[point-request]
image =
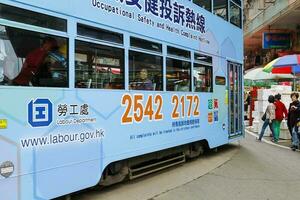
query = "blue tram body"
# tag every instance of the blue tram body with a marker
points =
(60, 131)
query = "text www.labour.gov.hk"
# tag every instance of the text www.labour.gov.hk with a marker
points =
(55, 139)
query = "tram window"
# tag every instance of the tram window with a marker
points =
(32, 18)
(178, 52)
(98, 66)
(178, 75)
(235, 15)
(220, 80)
(202, 78)
(100, 34)
(206, 4)
(145, 71)
(203, 58)
(220, 8)
(32, 59)
(145, 44)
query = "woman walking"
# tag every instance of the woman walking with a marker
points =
(270, 116)
(280, 114)
(294, 119)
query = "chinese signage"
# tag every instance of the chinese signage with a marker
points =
(276, 40)
(160, 14)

▶ **What you will do**: Copy the data verbatim, skipping any image it holds.

▶ **Your response**:
[point-request]
image =
query = "blue tram body"
# tag every instance of the blue tram body with a marker
points =
(60, 131)
query = "text www.labour.gov.hk"
# tag every instance of the text www.labour.gov.hk with a marker
points =
(55, 139)
query = "tram window"
# tag every instance of the tram window with a marker
points =
(32, 18)
(178, 52)
(98, 66)
(178, 75)
(235, 15)
(220, 80)
(202, 78)
(100, 34)
(206, 4)
(145, 71)
(203, 58)
(220, 8)
(32, 59)
(145, 44)
query = "woman walking"
# tag every instance of the woman walking with a marker
points =
(270, 116)
(280, 114)
(294, 119)
query = "chinese signage"
# tag every instance of the chinese signage with a marker
points =
(276, 40)
(160, 14)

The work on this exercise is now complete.